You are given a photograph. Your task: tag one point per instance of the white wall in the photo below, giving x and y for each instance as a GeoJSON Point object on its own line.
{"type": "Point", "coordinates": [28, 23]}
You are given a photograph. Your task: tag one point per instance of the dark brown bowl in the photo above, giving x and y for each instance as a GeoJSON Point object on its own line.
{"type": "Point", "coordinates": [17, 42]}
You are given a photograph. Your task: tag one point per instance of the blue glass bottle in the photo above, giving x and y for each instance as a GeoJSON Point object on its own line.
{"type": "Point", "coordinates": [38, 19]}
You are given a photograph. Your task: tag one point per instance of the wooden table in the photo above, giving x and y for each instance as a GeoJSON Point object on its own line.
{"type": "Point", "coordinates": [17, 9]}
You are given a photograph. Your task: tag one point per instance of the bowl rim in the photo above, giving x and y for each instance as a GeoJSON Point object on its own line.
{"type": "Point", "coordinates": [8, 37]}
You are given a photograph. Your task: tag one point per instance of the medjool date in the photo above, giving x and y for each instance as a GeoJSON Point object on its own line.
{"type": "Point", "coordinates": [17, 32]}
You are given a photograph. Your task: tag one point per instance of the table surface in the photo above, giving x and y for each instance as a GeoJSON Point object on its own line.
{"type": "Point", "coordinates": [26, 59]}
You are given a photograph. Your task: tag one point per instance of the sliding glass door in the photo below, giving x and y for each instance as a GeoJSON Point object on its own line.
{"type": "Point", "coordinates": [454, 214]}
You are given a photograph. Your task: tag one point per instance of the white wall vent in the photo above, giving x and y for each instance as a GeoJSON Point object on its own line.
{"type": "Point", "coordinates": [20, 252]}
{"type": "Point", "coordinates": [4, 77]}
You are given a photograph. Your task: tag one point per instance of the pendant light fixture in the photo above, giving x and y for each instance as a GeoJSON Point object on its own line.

------------------------------------------------

Exercise task.
Arrange every row above as a numbered list, leaving out blank lines.

The solution.
1. You are given a photograph. Your task: tag one point per instance of the white wall in the photo below, giving x and y for each instance as a GeoJSON Point object on its own line.
2. {"type": "Point", "coordinates": [28, 23]}
3. You are given a photograph. Your task: tag one point per instance of the dark brown bowl in the photo above, giving x and y for each instance as a GeoJSON Point object on its own line.
4. {"type": "Point", "coordinates": [17, 42]}
5. You are given a photograph. Your task: tag one point per instance of the blue glass bottle in the photo above, giving x and y for each instance as a GeoJSON Point object on its own line.
6. {"type": "Point", "coordinates": [38, 19]}
7. You are given a photograph. Your task: tag one point per instance of the wooden table in the photo above, giving x and y for each instance as a GeoJSON Point object on its own line.
8. {"type": "Point", "coordinates": [17, 9]}
9. You are given a photograph. Your task: tag one point per instance of the bowl rim in the photo above, giving x and y for each instance as a GeoJSON Point object on its own line.
10. {"type": "Point", "coordinates": [8, 37]}
11. You are given a photograph. Your task: tag one point per instance of the medjool date in the photo above, giving x and y for each instance as a GeoJSON Point object on its own line.
12. {"type": "Point", "coordinates": [17, 32]}
13. You are given a photograph. Your task: tag one point per instance of the table surface in the photo above, giving x and y for each instance as a GeoJSON Point object on its own line.
14. {"type": "Point", "coordinates": [26, 59]}
15. You are given a photograph. Your task: tag one point per instance of the sliding glass door in the photo below, giving x and y for each instance as a GeoJSON Point object on its own line.
16. {"type": "Point", "coordinates": [454, 214]}
17. You are given a photograph. Your task: tag one point per instance of the white wall vent in the photo above, giving x and y for each instance as a GeoJSON Point object on its own line.
18. {"type": "Point", "coordinates": [20, 252]}
19. {"type": "Point", "coordinates": [4, 77]}
20. You are given a photograph. Your task: tag one point per instance of the pendant light fixture in the photo above, giving x and y for each instance as a GeoJSON Point object on its own line.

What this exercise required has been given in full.